• _What the task requires_:
Please retype all of the records below word for word, leaving out any pictures.

• _Listed entries_:
::::

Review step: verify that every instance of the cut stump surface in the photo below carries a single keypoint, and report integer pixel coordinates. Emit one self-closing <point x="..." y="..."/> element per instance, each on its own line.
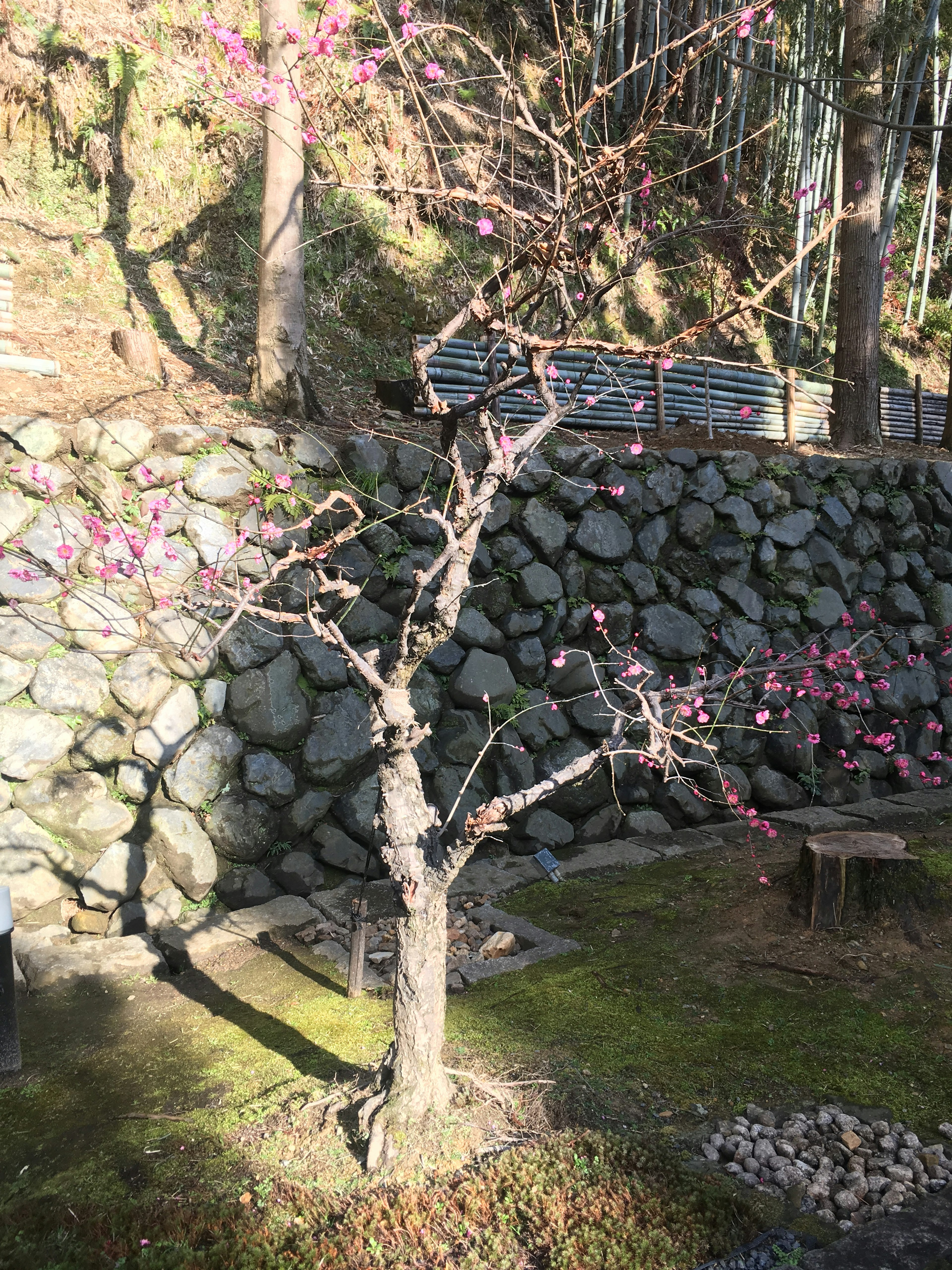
<point x="865" y="872"/>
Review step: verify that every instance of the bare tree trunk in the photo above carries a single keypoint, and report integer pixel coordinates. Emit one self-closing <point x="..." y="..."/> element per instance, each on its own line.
<point x="697" y="18"/>
<point x="856" y="388"/>
<point x="419" y="867"/>
<point x="280" y="379"/>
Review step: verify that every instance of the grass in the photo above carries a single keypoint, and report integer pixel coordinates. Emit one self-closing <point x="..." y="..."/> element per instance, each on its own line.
<point x="579" y="1202"/>
<point x="681" y="1004"/>
<point x="673" y="1000"/>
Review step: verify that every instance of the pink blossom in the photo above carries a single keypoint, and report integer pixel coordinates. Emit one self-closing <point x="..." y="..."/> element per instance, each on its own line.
<point x="363" y="72"/>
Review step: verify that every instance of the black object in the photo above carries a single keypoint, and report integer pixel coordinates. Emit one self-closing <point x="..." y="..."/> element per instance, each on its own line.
<point x="11" y="1060"/>
<point x="358" y="939"/>
<point x="397" y="394"/>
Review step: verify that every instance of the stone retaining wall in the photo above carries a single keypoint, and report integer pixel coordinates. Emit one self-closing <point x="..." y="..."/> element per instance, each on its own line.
<point x="138" y="778"/>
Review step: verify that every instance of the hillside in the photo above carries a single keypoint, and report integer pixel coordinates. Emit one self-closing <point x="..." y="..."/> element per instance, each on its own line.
<point x="133" y="205"/>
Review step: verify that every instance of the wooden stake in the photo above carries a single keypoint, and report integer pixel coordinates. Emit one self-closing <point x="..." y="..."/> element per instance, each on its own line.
<point x="793" y="410"/>
<point x="358" y="939"/>
<point x="867" y="872"/>
<point x="946" y="444"/>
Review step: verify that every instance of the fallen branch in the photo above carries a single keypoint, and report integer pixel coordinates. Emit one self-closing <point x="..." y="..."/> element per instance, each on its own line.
<point x="796" y="970"/>
<point x="150" y="1115"/>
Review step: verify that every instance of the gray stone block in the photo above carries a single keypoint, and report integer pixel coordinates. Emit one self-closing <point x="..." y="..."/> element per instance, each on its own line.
<point x="671" y="634"/>
<point x="339" y="742"/>
<point x="245" y="888"/>
<point x="173" y="727"/>
<point x="252" y="642"/>
<point x="183" y="850"/>
<point x="205" y="769"/>
<point x="115" y="878"/>
<point x="141" y="683"/>
<point x="267" y="778"/>
<point x="202" y="937"/>
<point x="75" y="806"/>
<point x="603" y="537"/>
<point x="268" y="705"/>
<point x="483" y="675"/>
<point x="242" y="827"/>
<point x="63" y="966"/>
<point x="35" y="868"/>
<point x="545" y="529"/>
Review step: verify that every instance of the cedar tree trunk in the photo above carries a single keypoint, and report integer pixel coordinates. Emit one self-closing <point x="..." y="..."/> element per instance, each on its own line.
<point x="418" y="1082"/>
<point x="280" y="379"/>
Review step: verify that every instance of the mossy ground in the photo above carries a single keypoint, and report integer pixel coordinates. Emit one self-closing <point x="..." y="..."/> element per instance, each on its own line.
<point x="694" y="985"/>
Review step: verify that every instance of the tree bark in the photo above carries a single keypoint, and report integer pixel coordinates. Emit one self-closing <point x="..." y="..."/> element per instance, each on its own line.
<point x="856" y="388"/>
<point x="856" y="876"/>
<point x="421" y="870"/>
<point x="139" y="351"/>
<point x="280" y="380"/>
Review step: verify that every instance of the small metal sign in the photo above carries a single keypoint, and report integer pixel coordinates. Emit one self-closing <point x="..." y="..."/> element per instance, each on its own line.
<point x="549" y="863"/>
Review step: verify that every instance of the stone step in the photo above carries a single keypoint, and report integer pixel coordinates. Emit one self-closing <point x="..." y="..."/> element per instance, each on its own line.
<point x="60" y="966"/>
<point x="202" y="937"/>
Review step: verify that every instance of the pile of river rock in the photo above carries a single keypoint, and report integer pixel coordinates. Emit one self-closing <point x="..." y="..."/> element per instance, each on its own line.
<point x="843" y="1169"/>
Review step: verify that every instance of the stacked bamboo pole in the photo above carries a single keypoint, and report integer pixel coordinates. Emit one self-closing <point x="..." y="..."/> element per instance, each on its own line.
<point x="624" y="393"/>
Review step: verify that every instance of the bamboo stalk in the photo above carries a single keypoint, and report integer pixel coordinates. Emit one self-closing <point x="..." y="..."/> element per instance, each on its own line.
<point x="933" y="182"/>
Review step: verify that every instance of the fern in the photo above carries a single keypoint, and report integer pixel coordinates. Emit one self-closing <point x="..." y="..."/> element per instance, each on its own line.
<point x="127" y="70"/>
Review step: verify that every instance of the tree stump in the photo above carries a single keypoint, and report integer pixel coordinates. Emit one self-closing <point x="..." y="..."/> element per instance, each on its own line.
<point x="139" y="351"/>
<point x="861" y="873"/>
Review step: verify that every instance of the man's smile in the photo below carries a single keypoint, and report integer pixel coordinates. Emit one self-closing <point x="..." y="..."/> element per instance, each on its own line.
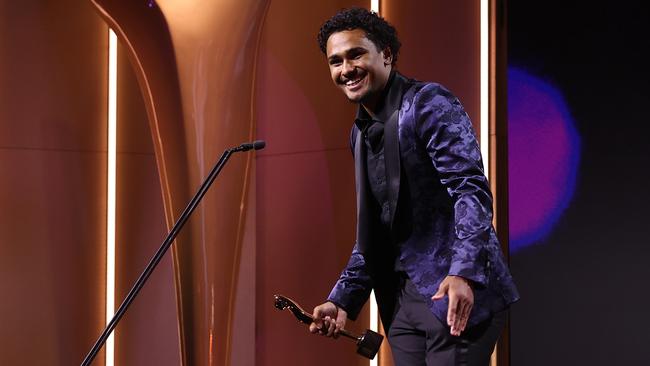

::::

• _The completed task_:
Review step: verify that every instance of the cut stump surface in the photo below carries a single keypoint, and report integer pixel coordinates. Emit one self-closing <point x="..." y="..."/> element per instance, each on its own line.
<point x="865" y="872"/>
Review step: verify that every instance of the bare tree trunk in the photo above carries a single keypoint, and report integer pixel coordinates. Emit one self-closing <point x="..." y="..."/> element per instance, each on its own line.
<point x="697" y="18"/>
<point x="856" y="388"/>
<point x="419" y="867"/>
<point x="280" y="379"/>
Review step: verify that every instance of the grass in the photo above carries a single keypoint, and report integer pixel coordinates. Emit one self-closing <point x="..." y="..."/> element per instance, each on its own line.
<point x="579" y="1202"/>
<point x="681" y="1004"/>
<point x="673" y="1000"/>
Review step: verify that every instance of the pink blossom in the photo above carries a single keypoint, and report integer pixel coordinates. Emit one self-closing <point x="..." y="..."/> element per instance, each on its own line.
<point x="363" y="72"/>
Review step: verify that every instance of the black object in the photo above carries a single keypoint, and report integer pixel coordinates. Emit one self-closing <point x="..." y="..."/> element per instance, each on its own line.
<point x="11" y="1060"/>
<point x="358" y="939"/>
<point x="397" y="394"/>
Review step: verify that every instance of the stone retaining wall in the photo above carries a single keypoint, and report integer pixel coordinates. Emit one self-closing <point x="..." y="..."/> element per instance, each on its own line.
<point x="138" y="778"/>
Review step: verify that every instance of the hillside in the photo above carries a single keypoint, and report integer pixel coordinates. Emit one self-closing <point x="..." y="..."/> element per instance, each on its own line.
<point x="133" y="205"/>
Review step: verify that every instance of the wooden stake in the photo above carries a single keypoint, and report integer pixel coordinates. Emit one self-closing <point x="..." y="..."/> element per instance, each on its own line.
<point x="793" y="410"/>
<point x="358" y="939"/>
<point x="867" y="872"/>
<point x="946" y="444"/>
Review step: verify that every instance of the fallen branch in the photo above carries a single keypoint, and report integer pixel coordinates. Emit one self-closing <point x="..." y="..."/> element per instance, each on its own line.
<point x="796" y="970"/>
<point x="150" y="1115"/>
Review step: verify that every instance of the gray stone block in the photo above carries a single keypoint, and report integer pixel coordinates. Emit one self-closing <point x="..." y="..."/> element per instance, each on its own line.
<point x="671" y="634"/>
<point x="339" y="742"/>
<point x="245" y="888"/>
<point x="173" y="727"/>
<point x="252" y="642"/>
<point x="183" y="850"/>
<point x="205" y="769"/>
<point x="115" y="878"/>
<point x="141" y="683"/>
<point x="267" y="778"/>
<point x="202" y="937"/>
<point x="75" y="806"/>
<point x="603" y="537"/>
<point x="268" y="705"/>
<point x="483" y="675"/>
<point x="242" y="827"/>
<point x="63" y="966"/>
<point x="35" y="868"/>
<point x="545" y="529"/>
Review step: verify that every instance of the cedar tree trunk in the photo above carries a single keypoint, and report integer pixel coordinates. Emit one self-closing <point x="..." y="..."/> element per instance, each on its own line.
<point x="418" y="1082"/>
<point x="280" y="379"/>
Review step: verify that every instance of the mossy ground in the photo above carries a single keypoint, and report integer pixel coordinates. Emit one self-closing <point x="..." y="..."/> element per instance, each on its own line.
<point x="694" y="985"/>
Review step: verify that every instance of the tree bark in the photo above carries a single keypoint, and report integer pixel coordinates. Emit one self-closing <point x="..." y="..."/> element per instance, each on its own line.
<point x="856" y="388"/>
<point x="856" y="876"/>
<point x="421" y="870"/>
<point x="139" y="351"/>
<point x="280" y="380"/>
Review step: verify that every instance of the small metal sign in the photo above carries a single keypoint, and report integer pixel coordinates. Emit one self-closing <point x="..." y="..."/> element per instance, each on its own line.
<point x="549" y="863"/>
Review step: verify that every instance of the stone step in the photo above carries a single keypoint, and report integer pixel coordinates. Emit one self-closing <point x="..." y="..."/> element per instance, each on its own line.
<point x="60" y="966"/>
<point x="202" y="937"/>
Review step: verify that every instance of the pile of river rock in the photo above carries a single keypoint, and report integer pixel coordinates. Emit one self-closing <point x="..." y="..."/> element per instance, each on its own line.
<point x="843" y="1169"/>
Review step: verify that every instance of the stacked bamboo pole in the photo above carries a single keypoint, and report integer pixel coordinates. Emit one self-closing <point x="..." y="..."/> element per instance, each on its own line.
<point x="624" y="393"/>
Review step: verify that every instance of the bamboo stalk in the photo above carries a single keypoint, and report integer pixel coordinates. Emit one self-closing <point x="..." y="..."/> element per instance, each on its own line.
<point x="933" y="182"/>
Review step: verify that every instance of the fern in the photo above carries a single keypoint, and report integer pixel coordinates. Emit one self-closing <point x="..." y="..."/> element per instance, each on its own line.
<point x="127" y="70"/>
Review step: verify that every instance of the tree stump in the photo above carries a single keypoint, and report integer pixel coordinates. Emit one self-closing <point x="..." y="..."/> element per instance, each on its own line.
<point x="139" y="351"/>
<point x="861" y="873"/>
Review step: verify that every instance of the man's smile in the photo below carries a single keypoint, and report integer pixel coordinates. Emit one self-closing <point x="..." y="..."/> element per instance, each on its own line.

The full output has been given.